Stored items =
·····

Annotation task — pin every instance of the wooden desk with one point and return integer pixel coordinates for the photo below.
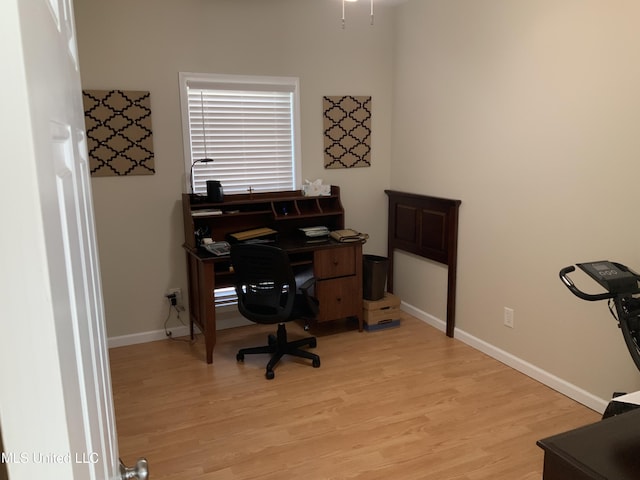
(337, 267)
(609, 449)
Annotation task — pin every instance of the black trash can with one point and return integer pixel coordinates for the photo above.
(374, 276)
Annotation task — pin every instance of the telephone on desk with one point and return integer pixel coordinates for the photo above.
(218, 248)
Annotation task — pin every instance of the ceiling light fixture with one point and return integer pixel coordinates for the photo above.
(351, 1)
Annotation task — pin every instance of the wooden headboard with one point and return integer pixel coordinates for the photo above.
(428, 227)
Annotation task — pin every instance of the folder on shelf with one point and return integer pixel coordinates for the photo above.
(263, 233)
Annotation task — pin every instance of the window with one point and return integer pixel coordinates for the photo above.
(248, 126)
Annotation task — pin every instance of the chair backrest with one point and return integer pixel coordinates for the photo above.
(264, 282)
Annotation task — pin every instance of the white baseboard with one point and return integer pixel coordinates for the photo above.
(144, 337)
(572, 391)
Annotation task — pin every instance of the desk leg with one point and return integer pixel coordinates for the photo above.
(206, 306)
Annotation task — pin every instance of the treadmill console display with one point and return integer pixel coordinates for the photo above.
(614, 278)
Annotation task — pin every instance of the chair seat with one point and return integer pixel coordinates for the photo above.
(267, 294)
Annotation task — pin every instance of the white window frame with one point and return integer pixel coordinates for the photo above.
(239, 82)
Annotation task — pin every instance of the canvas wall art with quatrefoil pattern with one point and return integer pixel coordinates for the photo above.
(119, 135)
(347, 131)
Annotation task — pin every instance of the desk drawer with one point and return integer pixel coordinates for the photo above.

·····

What to do = Rewrite all of the data above, substituting "Labeling task" for each occurrence of "Annotation task" and leaving everything else unchanged. Omit the pictures from your answer.

Expected answer =
Labeling task — pin every instance of the wooden desk with one point and return integer pixel coordinates for the photo below.
(337, 267)
(609, 449)
Labeling task — pin every instance of the black trash can with one point and return integer pixel coordinates for the photo above.
(374, 276)
Labeling task — pin every instance of the telephone on desk with one point and return integer pixel coordinates for the photo above.
(218, 248)
Labeling task — pin every instance of the ceiling light fixture with one point and return integer pixel coordinates for the photo above.
(351, 1)
Labeling task — pin every instance of the wooden headboard with one point and return integer pixel coordinates for the photo above.
(428, 227)
Labeling task — pin every instance of the folder on shelf with one point and return integer pixel coordinates for the photo above.
(263, 233)
Labeling task — pin every instance of the window with one point and return integer pixel coordinates for the photo above.
(248, 126)
Labeling task — pin every instance of the chair backrest with one point and return integer pixel coordinates for the photo above.
(264, 282)
Labeling task — pin every instance of the white baseboard with one point and return integer pixel coordinates for the photo above.
(144, 337)
(572, 391)
Labeling task — pin every instance of the desk leg with one point and return integer pixel coordinates for the photo above.
(206, 306)
Labeling task — pin every instance of the treadmill console display with one point and return integer pixel coordinates for the photo above.
(614, 278)
Labeling task — pin every instance of the chair seat with one point and return integer pixel coordinates for the photo above.
(267, 294)
Labeling task — pin every instance of the white window frame with one point and return integer pixel coordinates for the photo above.
(239, 82)
Labeling task — pin every instance of the canvas wall art with quatrefoil pattern with one point and return integer pixel coordinates for the photo above.
(119, 135)
(347, 131)
Labeling task — pin every instance of the desk drawer with one point and return integer pixel coordinates for the photo above.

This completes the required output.